WHAT YOU ARE ASKED TO DO: Lay out every line of the listing below as a numbered list, skipping blank lines. Leave the pictures out.

DATA FOR THIS TASK:
++++++

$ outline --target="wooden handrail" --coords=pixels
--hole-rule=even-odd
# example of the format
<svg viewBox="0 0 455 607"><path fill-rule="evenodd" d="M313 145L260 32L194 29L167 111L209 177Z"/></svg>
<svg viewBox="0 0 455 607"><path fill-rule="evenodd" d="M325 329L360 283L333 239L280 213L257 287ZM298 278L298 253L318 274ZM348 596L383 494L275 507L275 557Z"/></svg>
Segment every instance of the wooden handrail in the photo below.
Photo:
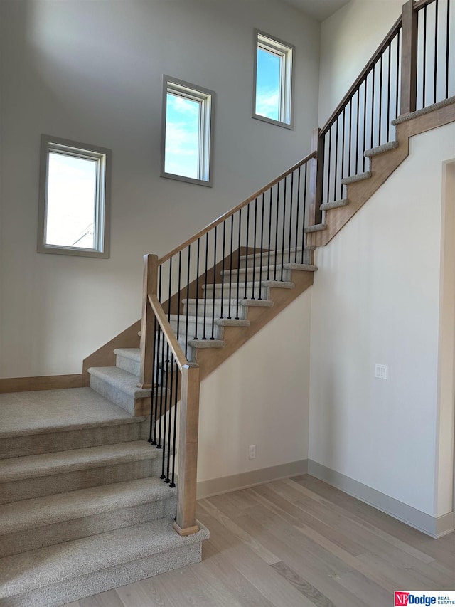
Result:
<svg viewBox="0 0 455 607"><path fill-rule="evenodd" d="M418 0L414 5L414 10L417 11L421 9L423 9L424 6L428 6L428 4L432 4L434 2L434 0Z"/></svg>
<svg viewBox="0 0 455 607"><path fill-rule="evenodd" d="M214 221L212 221L211 223L209 223L205 228L201 230L200 232L198 232L197 234L195 234L194 236L191 236L191 238L188 238L187 241L185 241L181 245L179 245L175 249L171 251L171 253L168 253L164 257L161 257L158 260L158 265L161 265L168 259L171 259L171 257L173 257L174 255L176 255L178 253L180 253L181 250L183 250L184 248L186 248L187 246L189 246L193 243L196 242L198 238L200 238L201 236L203 236L208 232L210 232L210 230L213 230L213 228L215 228L217 226L219 226L220 223L223 223L223 221L225 221L226 219L228 219L232 215L234 215L237 213L237 211L240 211L240 209L243 209L244 206L246 206L247 204L250 204L250 202L252 202L255 199L259 198L259 196L262 196L264 194L267 190L269 190L270 188L272 188L274 186L277 185L279 181L281 181L282 179L284 179L284 177L287 177L288 175L290 175L291 173L294 172L296 169L299 167L303 166L306 162L308 162L312 158L315 158L316 155L316 151L311 152L308 156L306 156L304 159L300 160L299 162L296 163L293 167L291 167L290 169L288 169L284 173L282 173L279 177L274 179L273 181L270 181L269 184L267 184L263 188L261 188L260 190L258 190L255 194L250 196L250 198L247 198L246 200L244 200L243 202L241 202L240 204L237 204L237 206L235 206L234 209L231 209L230 211L228 211L227 213L225 213L224 215L221 215L218 217L218 219L215 219Z"/></svg>
<svg viewBox="0 0 455 607"><path fill-rule="evenodd" d="M373 68L373 66L375 63L380 59L381 55L384 53L385 49L389 45L390 41L394 38L400 28L401 27L401 15L395 23L392 26L389 33L385 36L382 42L378 47L378 50L375 51L371 59L366 64L365 68L362 70L359 75L355 78L353 85L350 87L348 93L343 97L340 103L336 106L332 114L331 115L329 119L327 120L323 127L321 129L320 136L323 137L328 132L328 130L331 128L336 118L341 114L341 112L344 110L346 106L348 105L350 98L353 96L354 93L357 90L358 87L363 82L365 78L370 73L370 70Z"/></svg>
<svg viewBox="0 0 455 607"><path fill-rule="evenodd" d="M174 333L172 327L169 324L166 312L163 310L161 305L159 302L159 300L155 294L149 294L149 303L154 311L155 318L161 327L161 331L164 334L166 340L172 350L172 354L173 354L177 364L178 365L178 369L181 371L183 367L188 366L189 363L186 360L186 357L183 354L181 346L178 343L178 340L176 337L176 334Z"/></svg>

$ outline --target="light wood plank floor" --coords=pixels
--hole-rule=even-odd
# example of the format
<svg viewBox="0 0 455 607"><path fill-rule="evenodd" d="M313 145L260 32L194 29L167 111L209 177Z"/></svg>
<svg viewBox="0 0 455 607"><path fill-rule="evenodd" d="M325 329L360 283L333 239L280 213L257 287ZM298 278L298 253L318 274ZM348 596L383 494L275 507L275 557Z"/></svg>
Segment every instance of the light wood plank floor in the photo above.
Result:
<svg viewBox="0 0 455 607"><path fill-rule="evenodd" d="M308 475L198 502L203 561L68 607L391 607L455 590L455 534L430 537Z"/></svg>

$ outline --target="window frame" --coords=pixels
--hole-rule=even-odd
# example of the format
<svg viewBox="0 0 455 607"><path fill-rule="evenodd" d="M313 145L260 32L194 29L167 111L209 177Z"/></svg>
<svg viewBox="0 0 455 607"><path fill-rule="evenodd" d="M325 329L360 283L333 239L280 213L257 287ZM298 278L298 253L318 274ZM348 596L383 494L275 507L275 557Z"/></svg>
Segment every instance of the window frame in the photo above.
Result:
<svg viewBox="0 0 455 607"><path fill-rule="evenodd" d="M275 120L256 113L256 96L257 88L257 49L279 55L282 58L279 81L279 120ZM274 36L271 36L259 29L254 30L254 68L252 117L271 125L277 125L287 129L294 129L294 91L295 88L295 54L296 47L284 42Z"/></svg>
<svg viewBox="0 0 455 607"><path fill-rule="evenodd" d="M199 120L198 178L187 177L168 173L166 166L166 126L167 118L167 95L176 95L200 103ZM213 123L215 119L215 91L186 80L163 75L163 100L161 112L161 177L212 187L213 185Z"/></svg>
<svg viewBox="0 0 455 607"><path fill-rule="evenodd" d="M94 160L96 168L94 248L68 247L47 244L48 191L49 155L61 154L86 160ZM112 152L105 147L42 134L41 142L40 186L38 216L38 253L70 255L77 257L109 256L110 181Z"/></svg>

++++++

SOLVED EXERCISE:
1. $ outline --target="wooden handrail" --coords=pixels
2. --hole-rule=even-odd
3. # example of the format
4. <svg viewBox="0 0 455 607"><path fill-rule="evenodd" d="M313 145L260 32L194 29L167 111L209 177Z"/></svg>
5. <svg viewBox="0 0 455 607"><path fill-rule="evenodd" d="M325 329L360 283L333 239L280 213L257 287ZM298 278L298 253L318 274ZM348 596L383 494L275 507L275 557Z"/></svg>
6. Segment every instance of the wooden handrail in the photo below.
7. Photo:
8. Result:
9. <svg viewBox="0 0 455 607"><path fill-rule="evenodd" d="M418 0L414 5L414 10L417 11L421 9L423 9L424 6L428 6L428 4L432 4L434 2L434 0Z"/></svg>
10. <svg viewBox="0 0 455 607"><path fill-rule="evenodd" d="M214 221L212 221L211 223L209 223L205 228L201 230L200 232L198 232L197 234L195 234L194 236L191 236L191 238L188 238L187 241L185 241L181 245L179 245L175 249L171 251L171 253L168 253L164 257L161 257L158 260L158 265L161 265L168 259L171 259L171 257L173 257L174 255L176 255L178 253L180 253L181 250L183 250L184 248L186 248L187 246L189 246L193 243L196 242L198 238L200 238L201 236L203 236L208 232L210 232L210 230L213 230L213 228L215 228L217 226L219 226L220 223L223 223L223 221L225 221L226 219L228 219L232 215L234 215L237 213L237 211L240 211L240 209L243 209L244 206L246 206L247 204L250 204L250 202L252 202L255 199L259 198L259 196L262 196L264 194L267 190L269 190L270 188L272 188L274 186L277 185L279 181L281 181L282 179L284 179L284 177L287 177L288 175L290 175L291 173L294 172L296 169L299 167L303 166L306 162L308 162L312 158L315 158L316 155L316 151L311 152L308 156L306 156L304 159L300 160L299 162L296 163L293 167L291 167L290 169L288 169L284 173L282 173L279 177L274 179L273 181L270 181L269 184L267 184L263 188L261 188L260 190L258 190L255 194L250 196L250 198L247 198L246 200L244 200L243 202L241 202L240 204L237 204L237 206L235 206L234 209L231 209L230 211L228 211L227 213L225 213L224 215L221 215L218 217L218 219L215 219Z"/></svg>
11. <svg viewBox="0 0 455 607"><path fill-rule="evenodd" d="M373 68L373 66L375 63L380 59L381 55L384 53L385 49L389 45L390 41L394 38L400 28L401 27L401 15L395 23L392 26L389 33L385 36L382 42L378 47L378 50L375 51L371 59L366 64L365 68L362 70L359 75L355 78L353 85L350 87L348 93L343 97L340 103L336 106L332 114L331 115L329 119L327 120L323 127L321 129L320 136L323 137L328 132L328 130L331 128L336 118L341 114L341 112L344 110L346 106L348 105L350 98L353 96L354 93L357 90L358 87L363 82L365 78L370 73L370 70Z"/></svg>
12. <svg viewBox="0 0 455 607"><path fill-rule="evenodd" d="M174 333L172 327L169 324L166 312L163 310L161 305L159 302L159 300L155 294L149 294L149 303L154 311L155 318L161 327L161 331L164 334L166 340L172 350L172 354L173 354L177 364L178 365L178 369L181 371L183 367L188 366L189 363L186 360L186 357L183 354L181 346L178 343L178 340L176 337L176 334Z"/></svg>
13. $ outline --target="light wood plank floor" --coords=pixels
14. --hole-rule=even-odd
15. # example of the format
16. <svg viewBox="0 0 455 607"><path fill-rule="evenodd" d="M313 145L260 32L194 29L167 111L209 177Z"/></svg>
17. <svg viewBox="0 0 455 607"><path fill-rule="evenodd" d="M325 329L360 283L333 239L280 213L257 287ZM298 278L298 253L318 274ZM348 596L383 494L275 507L275 557Z"/></svg>
18. Segment every instance of the light wood plank floor in the photo above.
19. Result:
20. <svg viewBox="0 0 455 607"><path fill-rule="evenodd" d="M308 475L198 502L203 561L68 607L391 607L455 590L455 534L430 537Z"/></svg>
21. $ outline --target="window frame" --coords=pixels
22. --hole-rule=even-odd
23. # example of the format
24. <svg viewBox="0 0 455 607"><path fill-rule="evenodd" d="M313 145L260 32L194 29L167 111L209 177Z"/></svg>
25. <svg viewBox="0 0 455 607"><path fill-rule="evenodd" d="M325 329L360 283L333 239L280 213L257 287ZM298 278L298 253L318 274ZM348 596L383 494L275 507L275 557Z"/></svg>
26. Segment every instance of the window frame in the photo above.
27. Result:
28. <svg viewBox="0 0 455 607"><path fill-rule="evenodd" d="M275 120L256 113L256 96L257 88L257 49L279 55L282 58L279 81L279 120ZM274 36L271 36L259 29L254 30L254 68L252 117L271 125L277 125L287 129L294 129L294 91L295 88L295 54L296 47L284 42Z"/></svg>
29. <svg viewBox="0 0 455 607"><path fill-rule="evenodd" d="M199 120L198 178L187 177L168 173L166 166L166 126L167 118L167 95L176 95L200 103ZM213 123L215 119L215 91L186 80L163 75L163 100L161 112L161 177L212 187L213 185Z"/></svg>
30. <svg viewBox="0 0 455 607"><path fill-rule="evenodd" d="M94 160L96 168L94 248L68 247L47 244L48 191L49 155L61 154L86 160ZM112 152L105 147L42 134L41 142L40 186L38 216L38 253L70 255L77 257L109 256L110 181Z"/></svg>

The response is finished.